In the Male, which arteries are anatomically related to the Ureter?

Common Iliac Artery
Middle Rectal Artery
Prostatic Artery

11

What are the 3 Orifices of the Bladder?

2 Ureteric Orifices
1 Internal Urethral Orifice

12

What do the 3 Bladder Orifices form?

Trigone
Smooth triangular surface on the inside of the bladder wall

13

Which Muscle forms the bulk of the bladder wall?

Detrusor Muscle

14

What is the 2nd Mechanism for preventing urine reflux in the urinary tract?

Detrusor muscle has fibres which encircles the Ureteric Orifices which tighten when contraction of the bladder occurs, closing off the orifices, preventing urine backflow

15

The External Urethral Sphincter Muscle is found in only Males. True or False?

False!
The External Urethral Sphincter Muscle is a skeletal muscle found in both; males and females.

16

What is the Internal Urethral Sphincter?

A Smooth Muscle found only in Males at the neck of the bladder which contracts on ejaculation to prevent retrograde semen flow into the bladder.

17

What separates the Bladder from the Uterus in females?

The Utero-Vesicular Pouch

18

Where is the Bladder situated when empty?

Immediately tucked posterior to the Pubic Bone, near the Pubic Symphysis

19

Where does the Uterus lie in relation to the bladder?

Superiorly - its weight is borne by the bladder

20

What is the deepest aspect of the Female Peritoneal Cavity?

■ How to complete this task: Say whether each statement agrees with the bladder anatomy text above, answering yes or no and quoting the words that decide it: (a) The external urethral sphincter muscle is found in both males and females. (b) The internal urethral sphincter is a skeletal muscle. (c) The uterus lies below the bladder.

(Records excerpted from a collection)
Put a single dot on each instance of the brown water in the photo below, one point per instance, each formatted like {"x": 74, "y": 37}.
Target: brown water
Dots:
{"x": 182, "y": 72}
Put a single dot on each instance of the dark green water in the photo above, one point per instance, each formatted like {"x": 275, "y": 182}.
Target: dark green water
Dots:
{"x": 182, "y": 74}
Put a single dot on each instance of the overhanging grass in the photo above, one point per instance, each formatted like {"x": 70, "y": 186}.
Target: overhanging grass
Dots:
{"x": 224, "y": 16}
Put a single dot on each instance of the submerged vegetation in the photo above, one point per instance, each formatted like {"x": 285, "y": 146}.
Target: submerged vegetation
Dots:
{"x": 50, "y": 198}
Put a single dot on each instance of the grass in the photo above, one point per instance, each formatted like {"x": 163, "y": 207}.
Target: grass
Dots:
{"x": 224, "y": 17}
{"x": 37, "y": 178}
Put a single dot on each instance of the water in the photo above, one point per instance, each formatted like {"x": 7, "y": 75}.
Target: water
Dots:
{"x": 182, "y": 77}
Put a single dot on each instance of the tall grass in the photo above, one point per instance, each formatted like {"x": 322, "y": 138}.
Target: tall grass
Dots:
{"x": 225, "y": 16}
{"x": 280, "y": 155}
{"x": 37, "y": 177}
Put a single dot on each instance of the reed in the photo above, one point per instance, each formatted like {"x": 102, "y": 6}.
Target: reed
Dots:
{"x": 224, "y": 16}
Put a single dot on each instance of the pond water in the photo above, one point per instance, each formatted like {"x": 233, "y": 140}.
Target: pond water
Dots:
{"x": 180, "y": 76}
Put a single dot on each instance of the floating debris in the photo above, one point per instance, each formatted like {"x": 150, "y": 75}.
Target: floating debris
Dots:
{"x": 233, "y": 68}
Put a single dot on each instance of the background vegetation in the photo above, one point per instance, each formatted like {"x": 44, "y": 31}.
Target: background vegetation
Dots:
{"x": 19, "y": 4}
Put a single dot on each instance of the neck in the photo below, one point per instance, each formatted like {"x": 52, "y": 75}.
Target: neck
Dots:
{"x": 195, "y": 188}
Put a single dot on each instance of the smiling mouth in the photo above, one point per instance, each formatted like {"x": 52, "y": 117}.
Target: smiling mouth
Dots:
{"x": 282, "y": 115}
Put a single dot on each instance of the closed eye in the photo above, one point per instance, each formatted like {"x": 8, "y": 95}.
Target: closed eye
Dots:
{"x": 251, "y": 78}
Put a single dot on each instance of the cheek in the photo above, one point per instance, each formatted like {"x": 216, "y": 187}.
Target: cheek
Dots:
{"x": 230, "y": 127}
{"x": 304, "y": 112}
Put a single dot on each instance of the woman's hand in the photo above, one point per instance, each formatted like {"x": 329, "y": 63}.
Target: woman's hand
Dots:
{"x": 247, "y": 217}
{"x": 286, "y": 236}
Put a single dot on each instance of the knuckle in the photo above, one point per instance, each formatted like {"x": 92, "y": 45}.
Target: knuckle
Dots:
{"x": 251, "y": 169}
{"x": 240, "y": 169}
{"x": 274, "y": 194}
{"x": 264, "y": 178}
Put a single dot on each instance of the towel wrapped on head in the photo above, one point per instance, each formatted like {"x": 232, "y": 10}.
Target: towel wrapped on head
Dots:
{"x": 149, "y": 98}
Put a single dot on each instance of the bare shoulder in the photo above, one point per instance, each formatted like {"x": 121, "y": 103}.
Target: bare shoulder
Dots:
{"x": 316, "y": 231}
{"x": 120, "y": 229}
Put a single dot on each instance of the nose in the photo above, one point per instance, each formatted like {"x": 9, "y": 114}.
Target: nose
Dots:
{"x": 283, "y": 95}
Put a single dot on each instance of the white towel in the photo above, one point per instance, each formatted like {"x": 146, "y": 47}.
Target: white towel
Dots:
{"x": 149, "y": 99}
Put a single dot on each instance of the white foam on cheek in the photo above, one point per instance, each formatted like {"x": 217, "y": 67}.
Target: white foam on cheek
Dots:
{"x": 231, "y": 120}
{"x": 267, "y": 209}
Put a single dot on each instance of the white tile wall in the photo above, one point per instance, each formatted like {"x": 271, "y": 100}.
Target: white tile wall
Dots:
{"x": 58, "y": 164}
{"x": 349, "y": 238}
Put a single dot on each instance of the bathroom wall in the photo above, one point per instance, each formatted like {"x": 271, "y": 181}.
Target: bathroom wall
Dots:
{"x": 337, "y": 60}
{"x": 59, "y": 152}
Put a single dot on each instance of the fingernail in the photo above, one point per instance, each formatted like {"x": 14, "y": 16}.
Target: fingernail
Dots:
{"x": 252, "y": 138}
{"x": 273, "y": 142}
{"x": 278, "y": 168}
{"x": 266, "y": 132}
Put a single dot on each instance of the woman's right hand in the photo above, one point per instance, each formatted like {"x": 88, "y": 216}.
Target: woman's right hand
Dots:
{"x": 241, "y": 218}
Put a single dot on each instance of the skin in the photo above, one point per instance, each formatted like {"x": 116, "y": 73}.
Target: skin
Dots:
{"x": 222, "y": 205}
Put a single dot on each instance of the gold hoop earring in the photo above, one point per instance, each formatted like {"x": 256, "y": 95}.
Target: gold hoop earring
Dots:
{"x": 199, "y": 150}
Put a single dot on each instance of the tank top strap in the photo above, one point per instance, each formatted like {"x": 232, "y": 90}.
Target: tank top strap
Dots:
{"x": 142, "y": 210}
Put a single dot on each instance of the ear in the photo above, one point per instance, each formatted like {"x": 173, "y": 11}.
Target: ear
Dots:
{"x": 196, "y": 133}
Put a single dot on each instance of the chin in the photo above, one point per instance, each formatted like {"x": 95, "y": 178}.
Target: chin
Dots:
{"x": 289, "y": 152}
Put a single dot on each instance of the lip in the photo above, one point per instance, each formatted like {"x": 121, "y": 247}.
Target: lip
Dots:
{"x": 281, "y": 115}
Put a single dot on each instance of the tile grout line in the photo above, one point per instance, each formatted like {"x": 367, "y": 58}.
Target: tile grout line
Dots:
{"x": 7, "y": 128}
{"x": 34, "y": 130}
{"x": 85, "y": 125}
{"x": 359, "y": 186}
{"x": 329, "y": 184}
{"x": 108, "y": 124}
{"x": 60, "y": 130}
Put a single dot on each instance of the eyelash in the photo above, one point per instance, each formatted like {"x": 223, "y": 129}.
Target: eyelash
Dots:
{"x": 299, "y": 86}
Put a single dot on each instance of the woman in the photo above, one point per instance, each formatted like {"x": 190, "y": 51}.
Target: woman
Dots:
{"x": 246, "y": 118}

■ Exercise response:
(a) Yes: "The External Urethral Sphincter Muscle is a skeletal muscle found in both; males and females."
(b) No: "A Smooth Muscle found only in Males at the neck of the bladder"
(c) No: "Superiorly - its weight is borne by the bladder"